- [Description of the task]: Below are some records; reproduce every one of them exactly.

- [Input for this task]:
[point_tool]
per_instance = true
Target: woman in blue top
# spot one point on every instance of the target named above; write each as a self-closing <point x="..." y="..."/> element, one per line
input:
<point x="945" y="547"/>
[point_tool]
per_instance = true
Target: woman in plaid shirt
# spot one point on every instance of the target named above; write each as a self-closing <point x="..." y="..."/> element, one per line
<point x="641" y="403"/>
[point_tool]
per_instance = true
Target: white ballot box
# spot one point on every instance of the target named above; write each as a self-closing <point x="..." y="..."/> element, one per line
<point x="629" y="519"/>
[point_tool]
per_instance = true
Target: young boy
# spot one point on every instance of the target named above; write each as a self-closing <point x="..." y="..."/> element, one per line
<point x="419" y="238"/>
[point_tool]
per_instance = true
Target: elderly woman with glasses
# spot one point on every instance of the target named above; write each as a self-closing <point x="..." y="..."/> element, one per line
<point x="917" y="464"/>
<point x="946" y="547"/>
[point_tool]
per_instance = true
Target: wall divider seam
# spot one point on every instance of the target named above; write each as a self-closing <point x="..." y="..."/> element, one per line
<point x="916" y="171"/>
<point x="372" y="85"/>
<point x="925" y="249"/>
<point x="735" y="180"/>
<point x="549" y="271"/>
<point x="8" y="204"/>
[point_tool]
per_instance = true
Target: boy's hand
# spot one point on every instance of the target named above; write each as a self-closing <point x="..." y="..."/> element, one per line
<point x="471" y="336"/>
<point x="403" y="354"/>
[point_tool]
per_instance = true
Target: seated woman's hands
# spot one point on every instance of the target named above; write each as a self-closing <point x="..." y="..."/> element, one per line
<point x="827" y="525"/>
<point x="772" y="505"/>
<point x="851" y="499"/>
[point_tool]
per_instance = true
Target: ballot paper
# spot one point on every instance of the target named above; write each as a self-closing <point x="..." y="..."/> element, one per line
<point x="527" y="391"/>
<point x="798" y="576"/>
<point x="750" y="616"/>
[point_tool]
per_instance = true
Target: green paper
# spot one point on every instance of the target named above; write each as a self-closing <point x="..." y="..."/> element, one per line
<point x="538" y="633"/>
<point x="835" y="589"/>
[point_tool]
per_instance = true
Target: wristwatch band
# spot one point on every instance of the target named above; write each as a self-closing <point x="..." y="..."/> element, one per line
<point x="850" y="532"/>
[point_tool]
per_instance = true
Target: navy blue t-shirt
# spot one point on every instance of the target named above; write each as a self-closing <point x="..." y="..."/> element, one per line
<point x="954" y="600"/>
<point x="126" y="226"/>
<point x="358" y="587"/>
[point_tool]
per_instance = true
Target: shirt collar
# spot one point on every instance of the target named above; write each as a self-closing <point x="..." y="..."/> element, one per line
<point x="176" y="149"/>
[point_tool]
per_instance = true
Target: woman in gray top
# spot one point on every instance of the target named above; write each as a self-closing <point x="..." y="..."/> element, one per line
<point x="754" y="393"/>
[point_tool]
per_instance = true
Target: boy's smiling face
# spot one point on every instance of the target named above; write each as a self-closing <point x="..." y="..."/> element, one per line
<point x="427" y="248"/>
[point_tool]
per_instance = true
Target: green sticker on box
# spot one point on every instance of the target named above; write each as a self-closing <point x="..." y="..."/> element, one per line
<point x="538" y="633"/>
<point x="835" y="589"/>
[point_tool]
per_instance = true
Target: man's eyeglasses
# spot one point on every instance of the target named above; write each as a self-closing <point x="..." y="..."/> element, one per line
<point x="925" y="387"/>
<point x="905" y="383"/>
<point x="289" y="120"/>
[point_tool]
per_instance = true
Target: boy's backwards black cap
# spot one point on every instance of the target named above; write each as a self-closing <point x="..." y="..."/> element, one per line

- [The answer]:
[point_tool]
per_instance = true
Target: woman in blue top
# spot one point on every instance of the target named above; write each as a self-closing <point x="..." y="..."/> element, one per line
input:
<point x="945" y="547"/>
[point_tool]
per_instance = true
Target: woman in plaid shirt
# spot one point on every instance of the target named above; write each as a self-closing <point x="..." y="..."/> element, one per line
<point x="641" y="403"/>
[point_tool]
per_instance = true
Target: white ballot box
# spot one point on every instance of the target named above; write each as a self-closing <point x="..." y="..."/> element, one per line
<point x="629" y="519"/>
[point_tool]
per_instance = true
Target: young boy
# spot one point on every instance of the target named above; write each as a self-closing <point x="..." y="..."/> element, one per line
<point x="419" y="238"/>
[point_tool]
per_instance = true
Target: elderly woman with glasses
# spot one point on every instance of the target named above; write each as a self-closing <point x="..." y="..."/> element, one per line
<point x="917" y="464"/>
<point x="946" y="547"/>
[point_tool]
per_instance = true
Target: wall divider seam
# spot one point on every instance of the target named above; write each as a self-closing <point x="..." y="..."/> element, one per line
<point x="916" y="171"/>
<point x="372" y="85"/>
<point x="925" y="249"/>
<point x="735" y="180"/>
<point x="549" y="271"/>
<point x="8" y="204"/>
[point_tool]
per_instance = true
Target: boy's hand
# spot one point on every instance of the target named above; write each as a self-closing <point x="..." y="..."/> element, one per line
<point x="471" y="336"/>
<point x="403" y="354"/>
[point_tool]
per_instance = true
Target: seated woman's hands
# spot one point on every instance of the target named above; write each as a self-closing <point x="..." y="..."/> element, one per line
<point x="827" y="525"/>
<point x="772" y="505"/>
<point x="851" y="499"/>
[point_tool]
per_instance = true
Target: ballot paper
# spot one point on every instance of the target named above; write each as a self-closing <point x="..." y="..."/> element, one per line
<point x="527" y="391"/>
<point x="798" y="576"/>
<point x="750" y="616"/>
[point_tool]
per_instance = true
Target: green paper
# spot one point on every instance of the target named above; write each as a self-closing <point x="..." y="..."/> element, one per line
<point x="538" y="633"/>
<point x="835" y="589"/>
[point_tool]
per_instance = true
Target: wristwatch band
# spot one point on every instance of the target named above; write each as a self-closing <point x="..." y="..."/> element, one per line
<point x="850" y="532"/>
[point_tool]
per_instance = true
Target: navy blue t-shirt
# spot one point on every instance of the target named above; write each as a self-closing <point x="..." y="..."/> element, one per line
<point x="954" y="600"/>
<point x="126" y="226"/>
<point x="358" y="587"/>
[point_tool]
per_instance = true
Target: shirt collar
# spot one point on every instance of the target named above; write each as a self-closing <point x="..." y="..."/> element, one per line
<point x="176" y="149"/>
[point_tool]
per_instance = true
Target: woman in gray top
# spot one point on every instance of the target named above; write each as a self-closing <point x="..." y="..."/> element, one per line
<point x="754" y="393"/>
[point_tool]
per_instance = true
Target: boy's smiling face
# spot one point on every instance of the target named above; write each as a self-closing <point x="..." y="..."/> element, one per line
<point x="427" y="248"/>
[point_tool]
per_instance = true
Target: green sticker on box
# spot one point on every instance of the target named above; write each as a self-closing <point x="..." y="..."/> element, one per line
<point x="538" y="633"/>
<point x="835" y="589"/>
[point_tool]
per_instance = true
Target: man's eyeglasses
# spot one point on every instance of the target named above; write each as a self-closing <point x="..." y="..."/> element, one per line
<point x="925" y="387"/>
<point x="905" y="383"/>
<point x="289" y="120"/>
[point_tool]
per_instance = true
Target: boy's backwards black cap
# spot one point on every instance of the target named above; write each as a self-closing <point x="..." y="..."/> element, one per line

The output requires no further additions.